Set problem ▸
Count the lines in the material below that contain the string "canopy". Reply with the number alone.

Data ▸
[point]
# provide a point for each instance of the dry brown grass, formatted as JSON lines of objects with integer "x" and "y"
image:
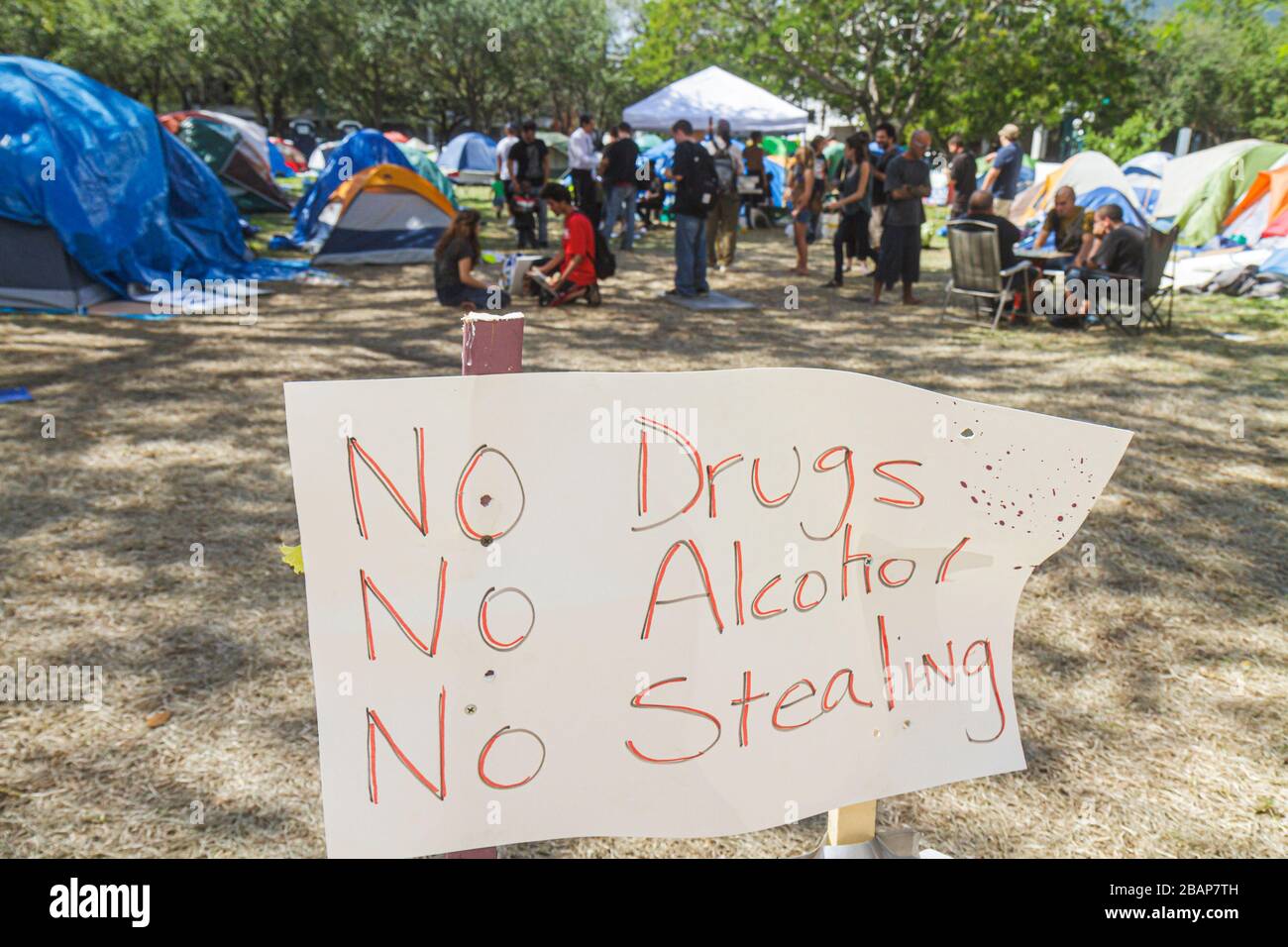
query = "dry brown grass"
{"x": 1150, "y": 689}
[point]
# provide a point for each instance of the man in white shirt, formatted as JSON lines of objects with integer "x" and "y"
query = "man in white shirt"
{"x": 581, "y": 162}
{"x": 502, "y": 162}
{"x": 722, "y": 219}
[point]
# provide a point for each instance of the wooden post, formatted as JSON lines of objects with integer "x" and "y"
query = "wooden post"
{"x": 851, "y": 825}
{"x": 490, "y": 344}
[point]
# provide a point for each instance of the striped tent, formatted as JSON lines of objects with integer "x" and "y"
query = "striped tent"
{"x": 382, "y": 214}
{"x": 1094, "y": 178}
{"x": 1263, "y": 210}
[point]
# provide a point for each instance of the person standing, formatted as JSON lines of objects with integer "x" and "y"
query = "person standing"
{"x": 695, "y": 174}
{"x": 815, "y": 202}
{"x": 529, "y": 166}
{"x": 907, "y": 182}
{"x": 621, "y": 185}
{"x": 502, "y": 163}
{"x": 854, "y": 204}
{"x": 800, "y": 176}
{"x": 581, "y": 162}
{"x": 1004, "y": 176}
{"x": 887, "y": 138}
{"x": 722, "y": 221}
{"x": 961, "y": 175}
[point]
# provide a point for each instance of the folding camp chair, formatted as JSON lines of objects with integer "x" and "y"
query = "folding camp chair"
{"x": 977, "y": 262}
{"x": 1155, "y": 286}
{"x": 1159, "y": 249}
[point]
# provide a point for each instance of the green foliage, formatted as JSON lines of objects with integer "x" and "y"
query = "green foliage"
{"x": 941, "y": 63}
{"x": 1222, "y": 68}
{"x": 948, "y": 64}
{"x": 451, "y": 63}
{"x": 1138, "y": 133}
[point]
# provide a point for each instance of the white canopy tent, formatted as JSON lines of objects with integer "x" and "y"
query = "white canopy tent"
{"x": 716, "y": 94}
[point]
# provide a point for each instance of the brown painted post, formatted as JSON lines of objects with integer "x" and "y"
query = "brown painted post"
{"x": 489, "y": 346}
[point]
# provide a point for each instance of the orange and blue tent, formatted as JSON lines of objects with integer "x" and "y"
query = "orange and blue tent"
{"x": 382, "y": 214}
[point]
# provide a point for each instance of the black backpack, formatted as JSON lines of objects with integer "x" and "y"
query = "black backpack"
{"x": 605, "y": 263}
{"x": 699, "y": 185}
{"x": 726, "y": 174}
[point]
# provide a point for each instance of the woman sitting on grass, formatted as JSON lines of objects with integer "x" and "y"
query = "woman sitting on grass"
{"x": 455, "y": 258}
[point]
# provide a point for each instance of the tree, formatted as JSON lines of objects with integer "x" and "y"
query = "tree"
{"x": 941, "y": 62}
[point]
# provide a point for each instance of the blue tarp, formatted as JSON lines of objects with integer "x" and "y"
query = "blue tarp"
{"x": 664, "y": 157}
{"x": 128, "y": 200}
{"x": 469, "y": 151}
{"x": 275, "y": 158}
{"x": 1276, "y": 264}
{"x": 359, "y": 150}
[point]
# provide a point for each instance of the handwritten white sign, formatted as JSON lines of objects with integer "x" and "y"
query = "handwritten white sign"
{"x": 669, "y": 604}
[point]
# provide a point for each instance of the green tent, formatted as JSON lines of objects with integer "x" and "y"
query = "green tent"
{"x": 833, "y": 155}
{"x": 773, "y": 145}
{"x": 424, "y": 165}
{"x": 222, "y": 149}
{"x": 1203, "y": 213}
{"x": 647, "y": 141}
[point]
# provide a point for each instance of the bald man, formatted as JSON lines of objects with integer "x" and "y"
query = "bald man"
{"x": 906, "y": 184}
{"x": 1072, "y": 227}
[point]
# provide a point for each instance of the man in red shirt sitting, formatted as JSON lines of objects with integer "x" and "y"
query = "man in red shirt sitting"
{"x": 574, "y": 266}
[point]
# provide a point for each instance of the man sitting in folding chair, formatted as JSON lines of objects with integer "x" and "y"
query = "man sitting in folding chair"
{"x": 1112, "y": 281}
{"x": 982, "y": 247}
{"x": 575, "y": 263}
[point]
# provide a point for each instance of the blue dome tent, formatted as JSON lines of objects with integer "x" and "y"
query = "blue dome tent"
{"x": 128, "y": 202}
{"x": 471, "y": 158}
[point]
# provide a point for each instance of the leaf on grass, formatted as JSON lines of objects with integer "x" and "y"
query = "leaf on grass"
{"x": 158, "y": 719}
{"x": 292, "y": 557}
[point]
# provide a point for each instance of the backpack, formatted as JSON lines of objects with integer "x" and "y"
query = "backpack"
{"x": 725, "y": 174}
{"x": 699, "y": 185}
{"x": 605, "y": 263}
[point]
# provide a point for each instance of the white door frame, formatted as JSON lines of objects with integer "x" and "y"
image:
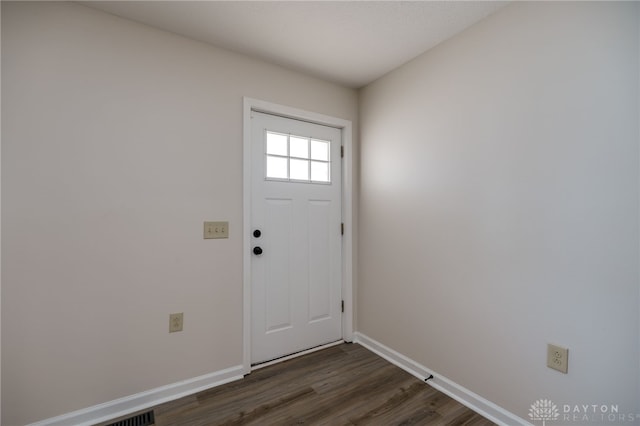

Exercise output ▸
2